[Start of section]
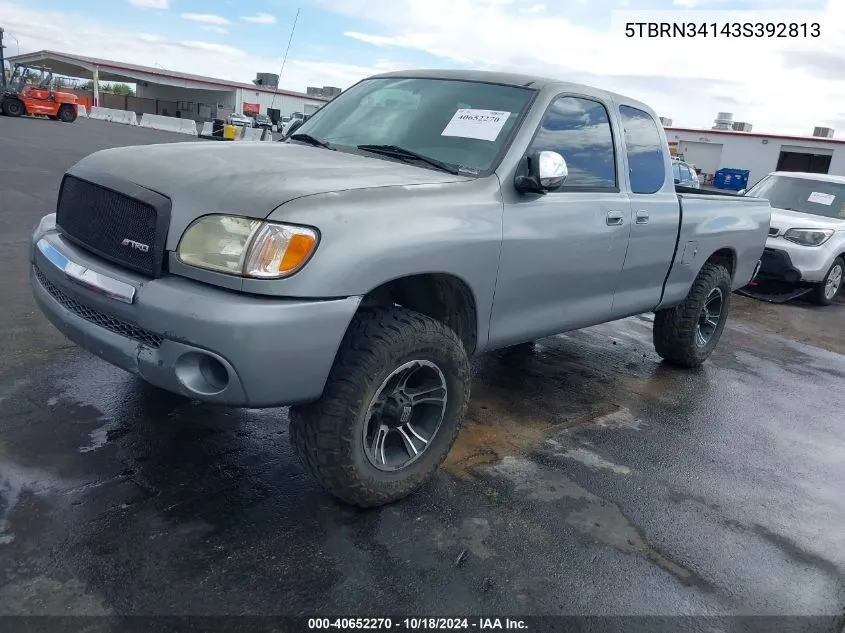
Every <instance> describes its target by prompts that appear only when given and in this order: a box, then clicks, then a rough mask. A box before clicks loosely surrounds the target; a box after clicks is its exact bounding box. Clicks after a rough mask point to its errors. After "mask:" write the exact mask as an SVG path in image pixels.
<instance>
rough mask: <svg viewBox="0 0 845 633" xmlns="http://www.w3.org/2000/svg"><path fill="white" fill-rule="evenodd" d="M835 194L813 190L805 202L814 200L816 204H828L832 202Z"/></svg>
mask: <svg viewBox="0 0 845 633" xmlns="http://www.w3.org/2000/svg"><path fill="white" fill-rule="evenodd" d="M835 198H836V196H834V195H831V194H829V193H819V192H818V191H814V192H813V193H811V194H810V197H809V198H807V202H815V203H816V204H824V205H827V206H830V205H832V204H833V200H834V199H835Z"/></svg>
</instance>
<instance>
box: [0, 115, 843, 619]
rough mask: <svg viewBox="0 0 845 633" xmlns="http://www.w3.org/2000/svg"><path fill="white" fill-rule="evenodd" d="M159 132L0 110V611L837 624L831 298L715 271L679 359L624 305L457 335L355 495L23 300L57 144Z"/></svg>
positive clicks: (251, 433) (264, 416) (285, 451)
[End of section]
Task requirements: Copy every line of the records above word for word, and omit the pictures.

Finished exercise:
Every <instance> describes its target by prompts that appear only when given and in this order: a box, then clicks, then a rough mask. A box before clicks loosely surrounds the target; a box after clicks is its exact bounding box. Clicks after a rough mask point to its errors. After "mask:" write the exact mask as an SVG path in image pixels.
<instance>
rough mask: <svg viewBox="0 0 845 633" xmlns="http://www.w3.org/2000/svg"><path fill="white" fill-rule="evenodd" d="M835 194L813 190L805 202L814 200L816 204H828L832 202Z"/></svg>
mask: <svg viewBox="0 0 845 633" xmlns="http://www.w3.org/2000/svg"><path fill="white" fill-rule="evenodd" d="M835 198H836V196H834V195H831V194H829V193H819V192H818V191H814V192H813V193H811V194H810V197H809V198H807V202H815V203H816V204H824V205H827V206H830V205H832V204H833V200H834V199H835Z"/></svg>
</instance>
<instance>
box: [0, 115, 843, 619]
rough mask: <svg viewBox="0 0 845 633" xmlns="http://www.w3.org/2000/svg"><path fill="white" fill-rule="evenodd" d="M159 132L0 110V611L837 624L831 298L715 271L679 359L624 305L457 335L355 495L23 300L57 144Z"/></svg>
positive clicks: (251, 433) (264, 416) (285, 451)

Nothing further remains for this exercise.